- [Trecho do documento]
══════════

Temer reuniria o apoio de parlamentares de centro e de partidos de oposição para formar um governo de unidade nacional capaz até de aprovar algumas reformas constitucionais, disse o senador Tasso Jereissati, do PMDB.
Ajudando a cimentar esse apoio, legisladores do PMDB dizem que Temer, de 75 anos, se retiraria em 2018, dando a Aécio e a outros uma chance no principal cargo do país.
Não concorrerá
“Ele tomaria o compromisso de não ir para reeleição”, disse o senador Raimundo Lima, do PMDB, em entrevista. “Já falou não só pra mim, falou inclusive para membros da oposição”.
A assessoria de imprensa de Temer preferiu não comentar sobre a política econômica de um possível governo de unidade nacional, mas disse que ele tem discutido o cenário político e as propostas econômicas do PMDB.

══════════

- [Exercício proposto A] De acordo com o trecho do documento, por que a retirada de Temer em 2018 ajudaria a cimentar o apoio a um governo de unidade nacional? Responda em uma a três frases.
- [Exercício proposto B] Reproduza, sem nenhuma alteração, as linhas de dados de localização desde a que contém "hair bun, given" até a última delas, ambas incluídas.

Trechos de dados de rotulagem de localização:
══════════

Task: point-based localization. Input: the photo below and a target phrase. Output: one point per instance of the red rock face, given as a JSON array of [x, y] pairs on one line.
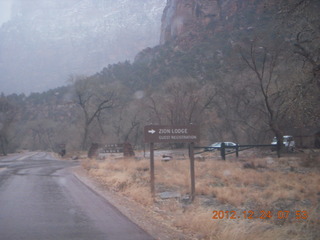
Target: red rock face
[[180, 15], [182, 18]]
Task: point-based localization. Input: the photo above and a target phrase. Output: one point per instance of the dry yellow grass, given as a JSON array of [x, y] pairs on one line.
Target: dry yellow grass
[[222, 185]]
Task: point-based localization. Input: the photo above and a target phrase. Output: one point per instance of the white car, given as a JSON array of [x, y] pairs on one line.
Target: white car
[[217, 145], [288, 142]]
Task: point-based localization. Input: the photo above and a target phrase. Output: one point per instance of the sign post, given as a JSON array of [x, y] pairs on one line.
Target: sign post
[[193, 184], [152, 169], [168, 134]]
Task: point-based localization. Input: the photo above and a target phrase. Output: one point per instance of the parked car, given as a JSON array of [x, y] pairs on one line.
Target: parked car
[[288, 143], [217, 145]]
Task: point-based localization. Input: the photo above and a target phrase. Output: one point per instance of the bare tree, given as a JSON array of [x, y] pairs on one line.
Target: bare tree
[[263, 64], [7, 116], [183, 101], [93, 101]]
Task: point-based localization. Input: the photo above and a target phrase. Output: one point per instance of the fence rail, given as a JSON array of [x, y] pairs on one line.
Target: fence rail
[[238, 148]]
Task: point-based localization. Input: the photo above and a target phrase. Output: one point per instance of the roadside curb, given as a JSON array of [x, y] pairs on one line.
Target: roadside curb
[[144, 218]]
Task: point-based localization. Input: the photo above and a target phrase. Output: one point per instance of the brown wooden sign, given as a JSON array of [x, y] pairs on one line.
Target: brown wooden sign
[[167, 133]]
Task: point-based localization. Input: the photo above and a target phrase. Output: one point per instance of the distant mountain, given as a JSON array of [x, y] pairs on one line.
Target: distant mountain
[[47, 41]]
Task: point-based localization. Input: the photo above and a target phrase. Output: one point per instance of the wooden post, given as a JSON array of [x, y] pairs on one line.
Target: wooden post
[[191, 155], [223, 150], [237, 150], [152, 170]]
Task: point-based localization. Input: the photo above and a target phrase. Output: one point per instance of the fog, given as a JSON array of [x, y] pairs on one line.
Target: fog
[[43, 43], [5, 11]]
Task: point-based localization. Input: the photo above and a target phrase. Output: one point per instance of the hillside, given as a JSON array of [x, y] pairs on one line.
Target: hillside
[[45, 42], [244, 72]]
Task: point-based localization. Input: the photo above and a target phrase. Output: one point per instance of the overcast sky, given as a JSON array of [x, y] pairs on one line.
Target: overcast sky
[[5, 6]]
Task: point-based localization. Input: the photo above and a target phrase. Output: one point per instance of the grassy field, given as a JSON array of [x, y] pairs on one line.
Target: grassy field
[[256, 196]]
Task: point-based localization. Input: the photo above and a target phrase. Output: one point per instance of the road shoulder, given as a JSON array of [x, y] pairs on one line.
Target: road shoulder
[[145, 218]]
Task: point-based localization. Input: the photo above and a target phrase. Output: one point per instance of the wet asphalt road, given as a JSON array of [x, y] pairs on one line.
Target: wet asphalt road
[[40, 199]]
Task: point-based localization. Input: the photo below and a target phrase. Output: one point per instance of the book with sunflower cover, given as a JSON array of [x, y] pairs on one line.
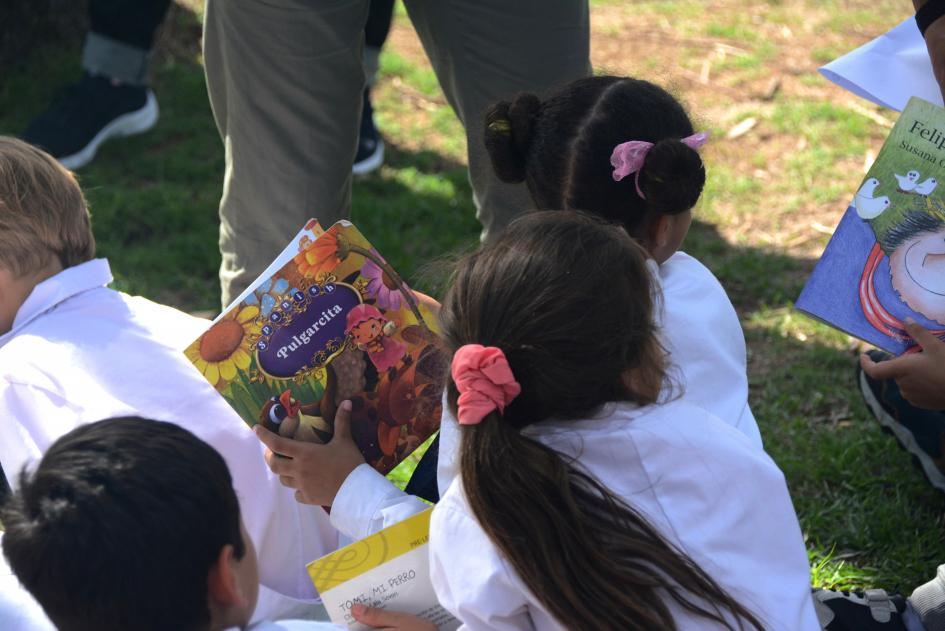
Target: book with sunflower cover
[[886, 260], [330, 321]]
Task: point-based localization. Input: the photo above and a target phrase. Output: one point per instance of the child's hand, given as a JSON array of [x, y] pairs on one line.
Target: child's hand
[[315, 471], [920, 376], [935, 42], [390, 620]]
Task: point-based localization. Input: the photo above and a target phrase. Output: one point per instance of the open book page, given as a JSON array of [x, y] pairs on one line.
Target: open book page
[[330, 321], [390, 569], [886, 260]]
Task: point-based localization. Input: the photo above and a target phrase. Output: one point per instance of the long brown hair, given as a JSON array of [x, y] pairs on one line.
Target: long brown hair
[[561, 148], [568, 299]]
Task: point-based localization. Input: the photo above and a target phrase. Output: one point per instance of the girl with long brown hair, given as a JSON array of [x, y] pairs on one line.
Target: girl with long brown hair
[[586, 500]]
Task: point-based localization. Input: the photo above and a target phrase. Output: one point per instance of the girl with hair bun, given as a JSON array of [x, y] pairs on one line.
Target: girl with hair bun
[[625, 150], [586, 500]]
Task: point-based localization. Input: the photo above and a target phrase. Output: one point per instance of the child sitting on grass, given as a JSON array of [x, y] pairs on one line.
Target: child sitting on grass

══════════

- [Resolução da tarefa A] Segundo legisladores do PMDB, ao se retirar em 2018, Temer daria a Aécio e a outros uma chance no principal cargo do país.

- [Resolução da tarefa B]
Task: point-based localization. Input: the photo above and a target phrase. Output: one point per instance of the girl with hair bun, given as a JSON array of [x, y] pairs on one line.
Target: girl with hair bun
[[625, 150], [586, 500]]
Task: point-based localization. Input: the photo above and a target phrase. Output: one point per instance of the child sitting on grass, given as a JSON array of [x, y] pairs on one line.
Target: child sitting on grass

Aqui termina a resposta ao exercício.